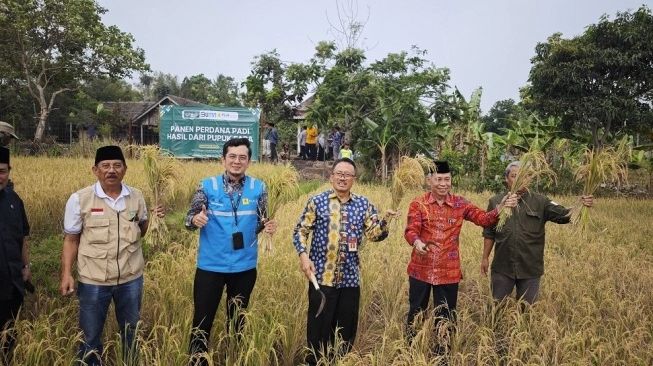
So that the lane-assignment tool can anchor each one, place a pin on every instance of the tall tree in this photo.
(500, 115)
(600, 81)
(59, 44)
(275, 86)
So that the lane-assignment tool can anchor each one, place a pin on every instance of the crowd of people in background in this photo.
(311, 144)
(104, 224)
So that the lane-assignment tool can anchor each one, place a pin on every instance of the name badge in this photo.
(352, 244)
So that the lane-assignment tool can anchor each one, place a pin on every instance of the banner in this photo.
(200, 132)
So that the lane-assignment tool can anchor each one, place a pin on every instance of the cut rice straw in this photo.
(162, 174)
(607, 164)
(282, 183)
(408, 176)
(533, 166)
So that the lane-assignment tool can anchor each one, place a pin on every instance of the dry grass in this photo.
(609, 164)
(408, 177)
(595, 306)
(162, 173)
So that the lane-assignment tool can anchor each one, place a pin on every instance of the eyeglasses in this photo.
(344, 175)
(233, 157)
(115, 166)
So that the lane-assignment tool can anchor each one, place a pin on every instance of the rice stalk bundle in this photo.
(408, 176)
(282, 183)
(162, 173)
(533, 166)
(609, 163)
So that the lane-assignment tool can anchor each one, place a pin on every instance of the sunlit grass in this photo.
(595, 305)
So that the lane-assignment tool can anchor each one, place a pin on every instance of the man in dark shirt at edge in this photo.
(15, 268)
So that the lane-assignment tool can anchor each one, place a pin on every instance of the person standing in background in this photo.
(301, 140)
(266, 141)
(346, 152)
(337, 141)
(311, 142)
(274, 141)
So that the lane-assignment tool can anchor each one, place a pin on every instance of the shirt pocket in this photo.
(96, 231)
(133, 231)
(93, 262)
(532, 221)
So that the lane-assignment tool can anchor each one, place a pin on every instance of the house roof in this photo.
(136, 110)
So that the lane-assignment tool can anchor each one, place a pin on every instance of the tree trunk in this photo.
(40, 128)
(384, 167)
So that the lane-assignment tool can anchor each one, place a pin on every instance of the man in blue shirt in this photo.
(229, 209)
(274, 141)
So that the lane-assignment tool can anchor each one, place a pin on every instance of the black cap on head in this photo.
(4, 155)
(441, 167)
(109, 153)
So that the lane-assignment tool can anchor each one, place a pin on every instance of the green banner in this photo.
(200, 132)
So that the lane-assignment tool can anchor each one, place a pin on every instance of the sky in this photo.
(484, 43)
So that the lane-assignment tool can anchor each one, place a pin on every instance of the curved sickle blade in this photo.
(323, 301)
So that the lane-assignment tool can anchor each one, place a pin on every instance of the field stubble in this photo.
(596, 305)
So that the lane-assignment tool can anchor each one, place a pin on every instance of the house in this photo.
(143, 117)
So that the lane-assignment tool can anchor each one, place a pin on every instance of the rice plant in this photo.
(408, 176)
(533, 166)
(282, 183)
(162, 172)
(609, 163)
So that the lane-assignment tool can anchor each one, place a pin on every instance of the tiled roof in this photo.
(136, 110)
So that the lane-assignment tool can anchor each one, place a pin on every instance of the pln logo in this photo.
(190, 114)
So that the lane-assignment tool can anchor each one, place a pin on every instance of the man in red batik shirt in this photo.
(433, 229)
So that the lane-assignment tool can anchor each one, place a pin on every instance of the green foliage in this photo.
(54, 47)
(600, 81)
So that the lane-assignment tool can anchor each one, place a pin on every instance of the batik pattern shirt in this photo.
(337, 229)
(438, 226)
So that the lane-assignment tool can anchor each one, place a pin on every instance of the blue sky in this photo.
(484, 43)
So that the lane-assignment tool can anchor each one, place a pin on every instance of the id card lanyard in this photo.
(234, 205)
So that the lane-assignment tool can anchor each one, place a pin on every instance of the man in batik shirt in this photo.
(338, 220)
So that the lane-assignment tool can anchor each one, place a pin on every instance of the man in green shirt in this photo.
(519, 246)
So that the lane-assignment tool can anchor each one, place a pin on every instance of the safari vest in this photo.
(110, 242)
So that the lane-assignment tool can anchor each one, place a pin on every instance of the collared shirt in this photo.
(13, 230)
(231, 187)
(338, 229)
(73, 223)
(439, 226)
(519, 246)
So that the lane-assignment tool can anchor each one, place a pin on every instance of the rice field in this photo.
(596, 305)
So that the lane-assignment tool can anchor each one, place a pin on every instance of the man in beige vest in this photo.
(104, 224)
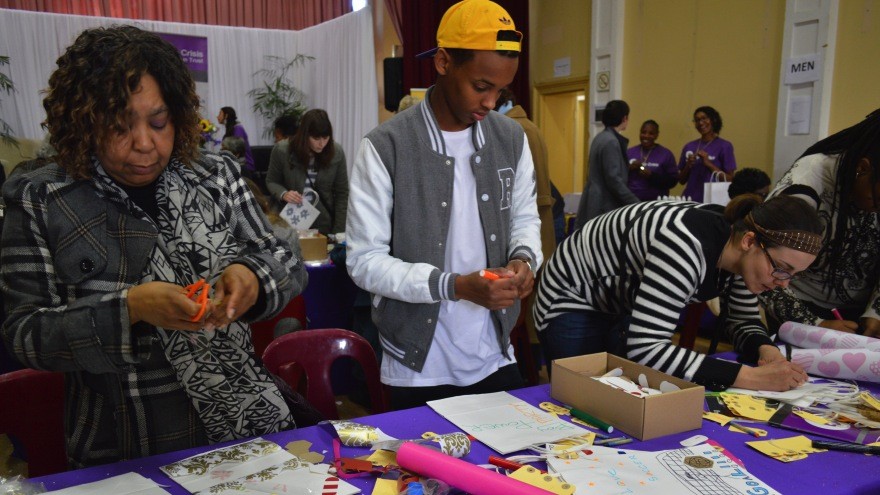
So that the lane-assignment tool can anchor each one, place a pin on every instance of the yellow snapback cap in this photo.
(475, 25)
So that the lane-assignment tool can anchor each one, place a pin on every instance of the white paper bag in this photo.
(715, 191)
(300, 216)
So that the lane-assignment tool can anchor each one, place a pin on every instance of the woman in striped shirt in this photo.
(620, 282)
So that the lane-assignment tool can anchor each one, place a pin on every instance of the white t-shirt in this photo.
(465, 347)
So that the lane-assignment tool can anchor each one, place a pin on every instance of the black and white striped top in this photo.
(650, 260)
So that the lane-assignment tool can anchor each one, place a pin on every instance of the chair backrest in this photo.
(32, 411)
(315, 351)
(262, 332)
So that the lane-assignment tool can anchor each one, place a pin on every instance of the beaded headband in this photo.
(798, 240)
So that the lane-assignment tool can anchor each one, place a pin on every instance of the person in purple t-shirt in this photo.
(228, 118)
(709, 154)
(652, 167)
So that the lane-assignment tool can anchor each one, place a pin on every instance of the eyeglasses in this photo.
(778, 273)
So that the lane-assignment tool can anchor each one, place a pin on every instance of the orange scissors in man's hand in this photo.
(198, 292)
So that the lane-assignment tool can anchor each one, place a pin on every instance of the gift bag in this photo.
(715, 191)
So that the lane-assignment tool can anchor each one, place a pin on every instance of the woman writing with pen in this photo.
(620, 282)
(840, 177)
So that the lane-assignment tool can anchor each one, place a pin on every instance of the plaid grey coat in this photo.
(70, 252)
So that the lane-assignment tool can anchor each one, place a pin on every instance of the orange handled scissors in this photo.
(198, 292)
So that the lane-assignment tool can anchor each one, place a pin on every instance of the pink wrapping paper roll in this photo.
(810, 337)
(460, 474)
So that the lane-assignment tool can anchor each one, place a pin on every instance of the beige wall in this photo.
(857, 63)
(681, 54)
(557, 29)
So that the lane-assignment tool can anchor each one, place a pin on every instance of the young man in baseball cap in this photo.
(443, 227)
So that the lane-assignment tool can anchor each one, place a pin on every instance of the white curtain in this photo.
(341, 79)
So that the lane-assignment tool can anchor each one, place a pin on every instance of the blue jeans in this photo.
(584, 332)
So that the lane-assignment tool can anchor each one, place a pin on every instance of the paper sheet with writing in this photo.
(124, 484)
(699, 469)
(503, 422)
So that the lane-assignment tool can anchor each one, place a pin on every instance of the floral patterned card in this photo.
(294, 477)
(226, 464)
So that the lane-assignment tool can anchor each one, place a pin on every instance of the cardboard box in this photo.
(644, 418)
(314, 248)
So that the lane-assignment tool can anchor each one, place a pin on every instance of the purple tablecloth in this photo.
(824, 473)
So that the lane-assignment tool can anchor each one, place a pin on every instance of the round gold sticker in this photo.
(699, 462)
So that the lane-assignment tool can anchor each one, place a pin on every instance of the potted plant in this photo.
(277, 95)
(7, 86)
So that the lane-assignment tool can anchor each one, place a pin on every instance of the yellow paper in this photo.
(811, 417)
(761, 433)
(530, 475)
(785, 449)
(869, 400)
(383, 458)
(719, 418)
(748, 406)
(385, 487)
(554, 409)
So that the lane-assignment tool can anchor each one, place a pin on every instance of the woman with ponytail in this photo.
(229, 119)
(620, 283)
(840, 177)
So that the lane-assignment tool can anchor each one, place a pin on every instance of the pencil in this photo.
(745, 429)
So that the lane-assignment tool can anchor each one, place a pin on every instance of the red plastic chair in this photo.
(32, 411)
(262, 332)
(313, 352)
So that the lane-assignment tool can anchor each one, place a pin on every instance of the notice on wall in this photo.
(803, 69)
(799, 110)
(562, 67)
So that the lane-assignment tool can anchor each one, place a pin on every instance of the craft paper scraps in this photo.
(503, 422)
(300, 448)
(785, 449)
(218, 466)
(292, 478)
(455, 444)
(747, 406)
(124, 484)
(531, 476)
(353, 434)
(698, 469)
(719, 418)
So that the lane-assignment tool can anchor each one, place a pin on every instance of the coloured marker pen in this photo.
(598, 423)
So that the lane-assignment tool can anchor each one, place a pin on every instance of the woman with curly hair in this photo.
(840, 177)
(311, 166)
(229, 119)
(703, 157)
(99, 247)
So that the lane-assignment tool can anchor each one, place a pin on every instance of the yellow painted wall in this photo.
(856, 83)
(681, 54)
(559, 28)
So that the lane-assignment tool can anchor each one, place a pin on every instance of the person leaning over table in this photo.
(703, 157)
(840, 177)
(311, 161)
(440, 192)
(619, 284)
(98, 247)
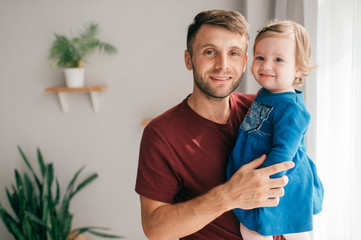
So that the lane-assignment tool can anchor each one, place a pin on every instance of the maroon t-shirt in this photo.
(183, 155)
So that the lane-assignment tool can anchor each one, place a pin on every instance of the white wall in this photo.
(145, 78)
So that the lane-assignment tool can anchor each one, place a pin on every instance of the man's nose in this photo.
(222, 62)
(266, 64)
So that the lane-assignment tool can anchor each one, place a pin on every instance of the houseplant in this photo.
(40, 212)
(71, 53)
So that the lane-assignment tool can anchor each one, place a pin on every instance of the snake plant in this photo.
(39, 211)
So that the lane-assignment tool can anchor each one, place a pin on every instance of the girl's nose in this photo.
(222, 62)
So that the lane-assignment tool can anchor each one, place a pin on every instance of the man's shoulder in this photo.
(175, 113)
(242, 99)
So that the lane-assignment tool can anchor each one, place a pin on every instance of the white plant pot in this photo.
(74, 77)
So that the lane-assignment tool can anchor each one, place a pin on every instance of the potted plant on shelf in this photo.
(40, 212)
(71, 54)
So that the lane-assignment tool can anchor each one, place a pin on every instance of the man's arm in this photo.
(248, 188)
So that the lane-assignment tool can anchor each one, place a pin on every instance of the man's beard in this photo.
(206, 88)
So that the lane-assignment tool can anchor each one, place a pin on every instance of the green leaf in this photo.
(34, 218)
(105, 235)
(91, 231)
(12, 226)
(19, 181)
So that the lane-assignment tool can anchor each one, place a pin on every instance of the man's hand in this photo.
(251, 188)
(248, 188)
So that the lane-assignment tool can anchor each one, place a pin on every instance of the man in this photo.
(184, 152)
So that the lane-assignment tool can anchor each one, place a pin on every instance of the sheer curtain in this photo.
(339, 118)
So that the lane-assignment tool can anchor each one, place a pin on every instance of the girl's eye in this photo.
(209, 52)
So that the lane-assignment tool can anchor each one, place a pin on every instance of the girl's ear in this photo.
(188, 60)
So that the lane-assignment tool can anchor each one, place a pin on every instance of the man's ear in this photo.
(188, 60)
(298, 72)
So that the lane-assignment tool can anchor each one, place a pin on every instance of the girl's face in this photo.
(274, 66)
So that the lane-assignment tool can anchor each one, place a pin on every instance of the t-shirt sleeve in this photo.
(290, 123)
(156, 177)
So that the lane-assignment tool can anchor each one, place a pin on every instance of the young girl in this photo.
(276, 125)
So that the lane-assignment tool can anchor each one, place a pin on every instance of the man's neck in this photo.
(214, 109)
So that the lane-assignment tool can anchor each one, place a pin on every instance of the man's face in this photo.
(218, 61)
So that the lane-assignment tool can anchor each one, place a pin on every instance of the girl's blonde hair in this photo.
(303, 44)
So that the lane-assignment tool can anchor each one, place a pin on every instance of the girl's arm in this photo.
(290, 123)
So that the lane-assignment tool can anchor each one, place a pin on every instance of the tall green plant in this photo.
(40, 212)
(72, 53)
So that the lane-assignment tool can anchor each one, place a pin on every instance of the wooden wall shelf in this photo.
(93, 91)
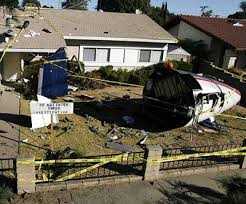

What you should do –
Your answer must be exactly the lines from the one with "wall shelf in this photo." through the final line of the data, with no pictures in it.

Problem solution –
So that the lane-assignment tool can anchor each one, place a pin on every instance of the wooden wall shelf in this photo.
(93, 91)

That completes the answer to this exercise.